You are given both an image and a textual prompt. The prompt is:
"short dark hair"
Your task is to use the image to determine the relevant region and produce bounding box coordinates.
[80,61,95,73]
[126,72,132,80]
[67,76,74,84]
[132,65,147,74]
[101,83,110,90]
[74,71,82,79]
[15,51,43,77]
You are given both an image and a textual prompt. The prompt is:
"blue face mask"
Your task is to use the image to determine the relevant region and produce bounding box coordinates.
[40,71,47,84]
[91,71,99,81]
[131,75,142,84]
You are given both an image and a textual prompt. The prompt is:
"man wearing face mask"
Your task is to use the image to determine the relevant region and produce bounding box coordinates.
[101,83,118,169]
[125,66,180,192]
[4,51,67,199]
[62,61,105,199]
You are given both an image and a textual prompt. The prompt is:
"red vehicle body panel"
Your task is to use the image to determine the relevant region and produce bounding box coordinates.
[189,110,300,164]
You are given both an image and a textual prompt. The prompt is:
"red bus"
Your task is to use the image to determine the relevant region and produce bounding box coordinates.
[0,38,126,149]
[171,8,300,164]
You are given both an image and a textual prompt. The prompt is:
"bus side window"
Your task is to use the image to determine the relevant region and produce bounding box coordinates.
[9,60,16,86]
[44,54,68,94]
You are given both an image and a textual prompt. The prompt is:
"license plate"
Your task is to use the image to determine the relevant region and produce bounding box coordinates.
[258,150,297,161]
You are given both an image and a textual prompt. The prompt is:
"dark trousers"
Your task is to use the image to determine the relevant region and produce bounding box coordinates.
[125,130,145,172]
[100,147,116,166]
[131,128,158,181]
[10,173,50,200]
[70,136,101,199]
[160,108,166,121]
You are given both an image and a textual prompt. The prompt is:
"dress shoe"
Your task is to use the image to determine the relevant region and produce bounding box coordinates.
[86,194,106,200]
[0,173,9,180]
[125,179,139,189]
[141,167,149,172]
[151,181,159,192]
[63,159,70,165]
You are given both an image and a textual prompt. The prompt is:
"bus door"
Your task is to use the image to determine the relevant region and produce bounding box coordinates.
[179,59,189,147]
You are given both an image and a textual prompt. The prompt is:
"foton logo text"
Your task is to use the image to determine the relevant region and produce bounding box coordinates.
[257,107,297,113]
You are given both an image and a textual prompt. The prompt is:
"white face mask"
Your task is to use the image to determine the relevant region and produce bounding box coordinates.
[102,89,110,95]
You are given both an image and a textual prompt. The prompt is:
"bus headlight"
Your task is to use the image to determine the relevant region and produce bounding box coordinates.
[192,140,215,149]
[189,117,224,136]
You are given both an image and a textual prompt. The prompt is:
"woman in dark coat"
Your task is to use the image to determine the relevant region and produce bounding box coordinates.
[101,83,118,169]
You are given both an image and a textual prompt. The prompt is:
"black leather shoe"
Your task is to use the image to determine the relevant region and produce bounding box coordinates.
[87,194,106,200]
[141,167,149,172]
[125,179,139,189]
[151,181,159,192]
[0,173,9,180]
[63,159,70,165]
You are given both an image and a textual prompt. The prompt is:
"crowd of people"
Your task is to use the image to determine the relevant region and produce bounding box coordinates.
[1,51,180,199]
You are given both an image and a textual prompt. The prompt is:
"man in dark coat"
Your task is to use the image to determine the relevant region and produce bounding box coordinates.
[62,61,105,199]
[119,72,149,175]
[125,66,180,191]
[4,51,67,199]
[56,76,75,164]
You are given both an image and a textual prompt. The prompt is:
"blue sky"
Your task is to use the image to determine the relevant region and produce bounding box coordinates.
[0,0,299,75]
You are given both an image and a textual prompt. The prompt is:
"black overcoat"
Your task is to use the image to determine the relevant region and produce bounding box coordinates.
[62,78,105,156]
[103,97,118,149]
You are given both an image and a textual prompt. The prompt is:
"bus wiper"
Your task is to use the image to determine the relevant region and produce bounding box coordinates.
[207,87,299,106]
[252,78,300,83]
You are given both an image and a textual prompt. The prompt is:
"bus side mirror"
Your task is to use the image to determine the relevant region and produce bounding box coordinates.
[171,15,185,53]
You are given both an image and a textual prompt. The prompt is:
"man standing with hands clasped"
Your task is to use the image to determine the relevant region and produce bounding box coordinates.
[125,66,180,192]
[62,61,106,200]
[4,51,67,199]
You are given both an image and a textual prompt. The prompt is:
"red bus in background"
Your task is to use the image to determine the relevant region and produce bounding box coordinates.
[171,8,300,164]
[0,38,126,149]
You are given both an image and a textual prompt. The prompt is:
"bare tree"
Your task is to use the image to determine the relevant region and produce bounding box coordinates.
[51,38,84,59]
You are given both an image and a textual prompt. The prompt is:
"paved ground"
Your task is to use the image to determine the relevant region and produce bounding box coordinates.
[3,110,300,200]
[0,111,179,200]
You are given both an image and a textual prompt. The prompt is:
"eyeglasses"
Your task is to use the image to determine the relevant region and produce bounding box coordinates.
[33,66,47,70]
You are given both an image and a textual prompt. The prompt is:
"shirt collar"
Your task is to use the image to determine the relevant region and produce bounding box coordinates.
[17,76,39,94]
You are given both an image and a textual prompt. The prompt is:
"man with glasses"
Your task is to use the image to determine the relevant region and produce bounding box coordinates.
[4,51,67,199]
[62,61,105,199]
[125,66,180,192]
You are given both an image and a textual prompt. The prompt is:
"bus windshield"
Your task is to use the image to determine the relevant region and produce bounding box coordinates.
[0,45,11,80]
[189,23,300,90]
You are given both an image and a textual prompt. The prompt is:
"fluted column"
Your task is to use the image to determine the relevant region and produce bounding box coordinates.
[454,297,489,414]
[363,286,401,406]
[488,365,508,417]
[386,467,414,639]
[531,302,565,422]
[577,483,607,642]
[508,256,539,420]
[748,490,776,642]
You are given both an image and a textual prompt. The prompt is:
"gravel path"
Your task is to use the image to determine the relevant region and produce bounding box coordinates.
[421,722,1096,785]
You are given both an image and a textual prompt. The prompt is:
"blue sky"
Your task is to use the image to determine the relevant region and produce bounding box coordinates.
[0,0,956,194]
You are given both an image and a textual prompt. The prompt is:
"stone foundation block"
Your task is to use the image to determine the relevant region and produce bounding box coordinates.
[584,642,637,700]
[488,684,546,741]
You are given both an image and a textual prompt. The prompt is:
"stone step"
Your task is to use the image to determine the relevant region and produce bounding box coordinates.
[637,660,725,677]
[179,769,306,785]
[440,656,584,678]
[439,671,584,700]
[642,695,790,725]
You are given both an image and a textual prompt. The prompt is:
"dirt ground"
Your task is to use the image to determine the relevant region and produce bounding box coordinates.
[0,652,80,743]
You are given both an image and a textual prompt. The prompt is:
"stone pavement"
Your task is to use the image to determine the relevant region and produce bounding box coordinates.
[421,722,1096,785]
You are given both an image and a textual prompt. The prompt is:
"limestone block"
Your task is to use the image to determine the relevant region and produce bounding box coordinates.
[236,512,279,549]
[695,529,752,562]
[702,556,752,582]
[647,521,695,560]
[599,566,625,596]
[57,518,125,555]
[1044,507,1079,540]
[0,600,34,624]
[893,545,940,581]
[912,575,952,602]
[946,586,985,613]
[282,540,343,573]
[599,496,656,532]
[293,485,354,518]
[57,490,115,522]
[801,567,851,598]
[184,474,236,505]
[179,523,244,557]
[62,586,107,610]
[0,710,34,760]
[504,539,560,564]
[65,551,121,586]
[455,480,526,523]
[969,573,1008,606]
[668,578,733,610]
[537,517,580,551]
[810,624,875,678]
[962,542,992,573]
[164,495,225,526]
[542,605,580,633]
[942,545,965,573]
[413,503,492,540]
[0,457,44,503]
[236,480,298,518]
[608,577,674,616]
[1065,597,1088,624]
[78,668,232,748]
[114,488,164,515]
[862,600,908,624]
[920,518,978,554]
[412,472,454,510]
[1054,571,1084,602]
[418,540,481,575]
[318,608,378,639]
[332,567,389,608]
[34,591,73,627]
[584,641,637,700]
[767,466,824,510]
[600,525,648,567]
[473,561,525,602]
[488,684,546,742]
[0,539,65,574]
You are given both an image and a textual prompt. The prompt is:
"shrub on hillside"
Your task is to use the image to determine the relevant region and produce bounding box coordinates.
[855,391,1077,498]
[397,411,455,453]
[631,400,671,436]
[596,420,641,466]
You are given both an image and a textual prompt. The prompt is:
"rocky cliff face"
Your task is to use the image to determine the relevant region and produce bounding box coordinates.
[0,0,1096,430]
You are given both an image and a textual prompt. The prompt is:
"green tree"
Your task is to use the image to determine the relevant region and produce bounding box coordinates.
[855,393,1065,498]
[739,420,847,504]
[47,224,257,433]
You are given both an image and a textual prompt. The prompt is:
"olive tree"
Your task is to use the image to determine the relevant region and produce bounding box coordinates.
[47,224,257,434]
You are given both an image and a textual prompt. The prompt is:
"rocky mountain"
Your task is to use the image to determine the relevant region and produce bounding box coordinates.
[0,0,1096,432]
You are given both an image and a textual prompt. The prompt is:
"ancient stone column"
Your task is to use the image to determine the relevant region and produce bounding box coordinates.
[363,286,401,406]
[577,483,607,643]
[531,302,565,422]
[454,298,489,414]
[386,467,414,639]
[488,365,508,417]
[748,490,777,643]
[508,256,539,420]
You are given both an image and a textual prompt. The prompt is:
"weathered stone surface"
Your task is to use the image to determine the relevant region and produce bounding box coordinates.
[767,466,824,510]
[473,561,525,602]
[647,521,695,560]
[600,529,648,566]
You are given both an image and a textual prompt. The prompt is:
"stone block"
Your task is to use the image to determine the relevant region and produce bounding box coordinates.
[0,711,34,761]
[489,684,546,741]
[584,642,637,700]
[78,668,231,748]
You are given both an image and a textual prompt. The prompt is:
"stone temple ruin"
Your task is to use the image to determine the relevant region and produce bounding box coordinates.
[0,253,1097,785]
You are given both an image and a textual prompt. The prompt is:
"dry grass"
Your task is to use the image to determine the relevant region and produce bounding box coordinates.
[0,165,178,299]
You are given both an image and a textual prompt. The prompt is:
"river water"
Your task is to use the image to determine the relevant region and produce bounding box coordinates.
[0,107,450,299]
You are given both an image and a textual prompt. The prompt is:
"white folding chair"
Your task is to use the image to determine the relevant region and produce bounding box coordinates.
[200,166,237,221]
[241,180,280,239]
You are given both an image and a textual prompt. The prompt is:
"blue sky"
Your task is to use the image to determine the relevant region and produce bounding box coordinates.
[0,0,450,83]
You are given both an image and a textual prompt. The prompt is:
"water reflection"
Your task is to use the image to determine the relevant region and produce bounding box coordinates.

▶ _WHAT YOU ARE ASKED TO DO_:
Copy the rows above verbatim, starting from the first line and ending with the line that contains "[189,110,300,164]", including that line.

▶ _FULL SOLUTION_:
You are given both an image and a textual prompt. The prompt is:
"short dark hair"
Your task is to use the image to determine the relevant region and produce bounding box coordinates.
[80,61,95,73]
[126,72,132,80]
[67,76,74,84]
[132,65,147,74]
[101,83,110,90]
[74,71,82,79]
[15,51,43,77]
You are given both an image and a textual prompt. The prompt is:
"blue face mask"
Your task is to use the image to determine the relevant region and produce bounding box coordinates.
[40,71,47,84]
[91,71,99,81]
[131,75,142,84]
You are given both an image and a textual prompt. The prompt is:
"man wearing face mask"
Your task is to use the image to determine the relevant region and produce bounding box coordinates.
[101,83,118,169]
[125,66,180,192]
[4,51,67,199]
[62,61,105,199]
You are given both an image and a textual prompt. The prompt is:
"red vehicle body panel"
Your task is to use the image to determine the relevant region and produce bounding box coordinates.
[189,110,300,164]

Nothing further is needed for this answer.